Reply with the data below, repeated exactly in full.
##### PROVIDED INFORMATION #####
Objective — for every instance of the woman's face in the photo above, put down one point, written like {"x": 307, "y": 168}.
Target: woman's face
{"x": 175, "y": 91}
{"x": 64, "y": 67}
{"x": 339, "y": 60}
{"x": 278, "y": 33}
#####
## SOLUTION TO THE PROBLEM
Objective — for every instance of the woman's face in the photo above, put down one point, written like {"x": 307, "y": 168}.
Target: woman's face
{"x": 175, "y": 91}
{"x": 64, "y": 67}
{"x": 339, "y": 60}
{"x": 278, "y": 33}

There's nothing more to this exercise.